Exercises:
**a.** In the Stanhope market commentary, to what level have European equity valuations fallen?
**b.** Repeat the Stanhope market commentary from "Our attention has" up to and including "as a whole.".

Page:
Stanhope experts explain why they are still positioned for difficult markets:
In May, we emphasised that we were positioned for difficult markets having remained below target in ‘risk assets’ throughout 2012. The last two weeks have done nothing to change our view, seen a period of good relative performance in High Yield bonds an area that we started to invest in over a year ago for many portfolios, building a sizeable strategic position using various specialist funds. Over the last few months, the High Yield sector has suddenly appeared on many asset allocators ‘buy’ lists and inflows have been exceptionally large. To us, this is a signal to quietly take some profits. Although we still maintain a significant exposure to short-dated High Yield bonds.
Our attention has started to focus on Europe. After the steep declines of the last 12 months, European equities stand out as cheap with valuations back to 1982 levels. Despite the deeply perplexing background to the Eurozone situation, fear has overcome fact. As a consequence, we are looking, on a contrarian basis, to use currently depressed levels to increase our geographic exposure to the region as a whole.

Dataset extract:

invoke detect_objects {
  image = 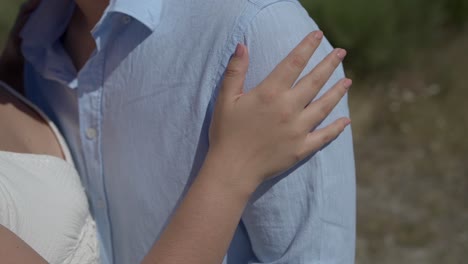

Expected responses:
**a.** Back to 1982 levels.

**b.**
Our attention has started to focus on Europe. After the steep declines of the last 12 months, European equities stand out as cheap with valuations back to 1982 levels. Despite the deeply perplexing background to the Eurozone situation, fear has overcome fact. As a consequence, we are looking, on a contrarian basis, to use currently depressed levels to increase our geographic exposure to the region as a whole.